PROVIDED INFORMATION:
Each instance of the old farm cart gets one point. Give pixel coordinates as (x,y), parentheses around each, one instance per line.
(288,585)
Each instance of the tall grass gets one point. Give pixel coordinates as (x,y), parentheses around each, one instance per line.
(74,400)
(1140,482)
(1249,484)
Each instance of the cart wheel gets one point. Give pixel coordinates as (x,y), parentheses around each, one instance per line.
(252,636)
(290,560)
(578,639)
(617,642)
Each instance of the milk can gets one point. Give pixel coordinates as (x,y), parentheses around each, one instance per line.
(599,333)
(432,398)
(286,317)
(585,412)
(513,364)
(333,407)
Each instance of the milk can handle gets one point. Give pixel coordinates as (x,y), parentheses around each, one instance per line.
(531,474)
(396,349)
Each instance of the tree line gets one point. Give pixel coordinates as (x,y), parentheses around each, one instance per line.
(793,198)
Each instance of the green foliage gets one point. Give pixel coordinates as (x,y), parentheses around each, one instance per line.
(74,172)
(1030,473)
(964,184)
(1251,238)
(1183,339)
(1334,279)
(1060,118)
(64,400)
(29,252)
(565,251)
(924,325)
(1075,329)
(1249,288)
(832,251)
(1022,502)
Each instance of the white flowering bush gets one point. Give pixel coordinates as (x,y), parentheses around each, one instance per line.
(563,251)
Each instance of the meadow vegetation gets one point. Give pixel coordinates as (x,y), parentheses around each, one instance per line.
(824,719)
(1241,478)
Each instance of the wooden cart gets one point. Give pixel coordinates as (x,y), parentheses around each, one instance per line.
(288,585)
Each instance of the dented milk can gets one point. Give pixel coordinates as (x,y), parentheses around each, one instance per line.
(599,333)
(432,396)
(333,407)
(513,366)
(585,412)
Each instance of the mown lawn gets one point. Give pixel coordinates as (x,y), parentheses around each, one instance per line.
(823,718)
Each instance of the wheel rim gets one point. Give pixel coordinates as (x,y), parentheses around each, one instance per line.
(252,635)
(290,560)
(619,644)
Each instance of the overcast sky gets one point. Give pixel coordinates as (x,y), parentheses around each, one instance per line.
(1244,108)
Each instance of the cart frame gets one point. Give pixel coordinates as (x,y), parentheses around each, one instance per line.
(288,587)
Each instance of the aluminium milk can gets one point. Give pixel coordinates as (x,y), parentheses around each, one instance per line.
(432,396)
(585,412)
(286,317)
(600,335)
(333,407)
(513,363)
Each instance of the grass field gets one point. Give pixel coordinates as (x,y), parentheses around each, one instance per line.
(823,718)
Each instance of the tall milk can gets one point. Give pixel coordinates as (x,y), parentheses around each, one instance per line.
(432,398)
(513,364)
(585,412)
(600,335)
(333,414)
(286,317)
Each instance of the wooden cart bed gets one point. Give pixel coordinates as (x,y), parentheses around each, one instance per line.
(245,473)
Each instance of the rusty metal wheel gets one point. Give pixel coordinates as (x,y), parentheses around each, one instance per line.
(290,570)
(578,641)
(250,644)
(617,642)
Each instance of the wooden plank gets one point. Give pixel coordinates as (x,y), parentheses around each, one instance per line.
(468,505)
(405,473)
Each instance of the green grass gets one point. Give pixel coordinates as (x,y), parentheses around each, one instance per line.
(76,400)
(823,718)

WORK REQUIRED:
Would you please return all of the data exactly?

WRITTEN SOLUTION:
Each instance of the old farm cart gets one point. Give pixel coordinates as (x,y), parentheses around each, one instance per line.
(288,585)
Each instance of the tall grass gets one point. Give pixel coordinates as (x,y), parentheses around each, one instance per line.
(74,400)
(1140,482)
(1249,484)
Each instance of the cart wheel gets one point. Give pixel coordinates as (x,y), parentheses around each, one instance per line.
(252,636)
(290,560)
(578,639)
(617,642)
Each instance of the milk can gets one point. Give pixel coordinates as (x,y), parentheses around each, one instance per line.
(599,333)
(432,398)
(286,317)
(585,412)
(513,364)
(333,407)
Each instance of the milk can handle gets one point. Give pixel coordinates as (x,y), parentheses around each, one instance per line.
(531,474)
(396,349)
Each instance of the tree line gets one point. Give pixel coordinates as (x,y), parentheses around each, one instance per line.
(793,198)
Each instance of the green foliage gets one point. Give pixel coordinates as (x,y), parentheses around each, one instance per line.
(74,172)
(1030,473)
(964,184)
(1251,238)
(1183,339)
(1334,279)
(1060,118)
(64,400)
(29,252)
(565,251)
(924,325)
(1075,329)
(1249,288)
(832,251)
(1022,502)
Each instance of the white flowering bush gets one point. Give pixel coordinates as (x,y), parentheses around each, one instance per line.
(563,251)
Each instance of the meadow vegetation gets one point. Give pixel coordinates as (x,y), parentheses around each, one instance per line.
(824,719)
(1241,478)
Each instance of the wooden cart gets one point. Give pixel coordinates as (x,y), parentheses around each, one instance per line.
(288,585)
Each instance of the dented milk can gets one point. Give pixel coordinates as (x,y), parentheses around each, one instance per line.
(599,333)
(432,396)
(333,407)
(513,366)
(585,412)
Each instance of the mown lawn gets one point. Give pixel coordinates as (x,y), parentheses around each, one instance per line.
(823,718)
Each instance of the wheel rim gets one point. Give pixel coordinates as (x,y), parentheses around each, one instance per line.
(252,635)
(290,560)
(619,644)
Each instance of the overcast sky gets one point. Give pixel coordinates as (x,y), parentheses around each, one instance per line.
(1244,108)
Each instance of the cart frame gets one point. Give pixel coordinates as (x,y), parentheses around each, one instance per line.
(288,587)
Each instance of the aluminium milk can gets one point. Give pixel coordinates as (x,y), parentheses around each, one instance per line.
(432,396)
(585,412)
(286,317)
(600,335)
(333,407)
(513,363)
Each instance of the grass field gets one point. Give pixel coordinates as (x,y), parentheses around each, one instance per line.
(823,718)
Each instance of the tall milk can gets one point. Give pixel coordinates as (x,y), parentheses around each, one instance per line.
(432,398)
(513,364)
(585,412)
(600,335)
(333,414)
(286,317)
Each instance of the wooden cart bed gets one point. Give pixel coordinates as (x,y), parentheses around each, one instance per line.
(245,473)
Each instance of the rusty metal wheel gets one point. Give pixel coordinates as (x,y), parentheses around each, one instance per line.
(290,570)
(578,641)
(250,644)
(617,642)
Each instance of the wooden plank gets one point. Give pixel coordinates as (x,y), parentheses around each, one instance per line.
(468,505)
(405,473)
Each instance of the green grass gets one point. Give pixel coordinates as (x,y), parentheses around each, one instance per line.
(76,400)
(823,718)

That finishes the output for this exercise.